Extrait fourni ::
——————

Publié dans Le Temps le 03 - 07 - 2020

S. Elie Kouaho Liazéré possède plusieurs cordes à son arc. Nous avons pris attache avec lui pour son côté dramaturge, d'autant plus qu'une de ses pièces, à savoir «La fille du Bistrot», a été présentée lors des dernières Journées théâtrales de Carthage, et que nous avons pu voir «Lumumba ou les martyrs du Pondoir», à l'occasion du Marché des Arts du Spectacle d'Abidjan (MASA 2020). Rencontre...
LE TEMPS : Vous êtes professeur de français. Alors que la plupart des profs de français optent pour la rédaction de romans, vous avez choisi la dramaturgie. Pourquoi ?
S. Elie Kouaho Liazéré : Oui, je suis professeur de français de formation, mais j'ai eu la chance de faire du théâtre avec des grands maîtres tels que les dramaturges et metteurs en scène ivoiriens Bernard Zadi Zaourou créateur du «Didiga moderne ou l'art de l'impensable», Kwahulé Koffi, le metteur en scène Kourouma Moussa, et côtoyé des acteurs de renom en l'occurrence Bienvenu Neba, Bitty Moro, Sijiri Bakaba, Matthieu Attawa, Albertine N'guessan, Ida Houe, Dr Jeanne Bana, Cyprien Touré, Aboubacar et Niangoran Porquet, créateur de la «Griotique», etc.
Aujourd'hui, je suis Inspecteur général de théâtre, professeur d'études théâtrales et cinématographiques au Département des Arts à l'UFR Information, Communication et Arts (UFRICA) à l'Université Félix Houphouët-Boigny de Cocody (Abidjan). Par ailleurs, je me suis essayé au roman à travers un ouvrage que j'ai intitulé « La légende du petit Pharaon » qui m'a sans doute valu le 2ème prix d'Excellence de littérature, en 2018, au niveau national, pas mal non pour un débutant !
Lorsque vos pièces sont mises en scène par d'autres avez-vous un droit de regard ou leur laissez-vous la liberté d'adaptation ?
En général, je laisse faire et n'interviens qu'à la fin du travail et à la demande du metteur en scène parce que, pour moi, la mise en scène est un art à part entière qui porte le savoir-faire, le ressenti, la culture et l'imaginaire du créateur qu'est l'interprète. Le travail qu'il entreprend relève de sa responsabilité. Responsabilité esthétique et organisatrice du spectacle. En effet, dès lors qu'il décide de créer la pièce, il lui revient de choisir les comédiens et d'utiliser les possibilités scéniques à sa disposition. Mais mon regard est toujours celui qui s'efforce d'oublier son propre texte pour mieux découvrir l'écriture scénique proposée. Celle-ci pouvant s'avérer enrichissante du point de vue artistique technique et idéologique pour le dramaturge.
«La fille du bistrot», qui a été présentée en Tunisie aux Journées théâtrales de Carthage 2019, fait allusion à un moment douloureux de la Côte d'Ivoire. Pourquoi avoir écrit cette pièce ?

——————

Bloc de données ::
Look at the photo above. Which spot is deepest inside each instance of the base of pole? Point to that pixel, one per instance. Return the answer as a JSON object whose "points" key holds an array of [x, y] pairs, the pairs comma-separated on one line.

——————

Travail demandé ::
a) Traduisez en anglais la phrase suivante de l'entretien : « Le travail qu'il entreprend relève de sa responsabilité. »
b) Répondez aux questions suivantes à l'aide de l'entretien :
(i) Quelle pièce de S. Elie Kouaho Liazéré a été présentée lors des dernières Journées théâtrales de Carthage ?
(ii) Quel titre porte le roman qu'il a écrit ?
(iii) Dans quelle université enseigne-t-il ?

Corrigé des exercices ::
a) The work he undertakes falls within his responsibility.

b)
(i) « La fille du Bistrot »
(ii) « La légende du petit Pharaon »
(iii) L'Université Félix Houphouët-Boigny de Cocody (Abidjan)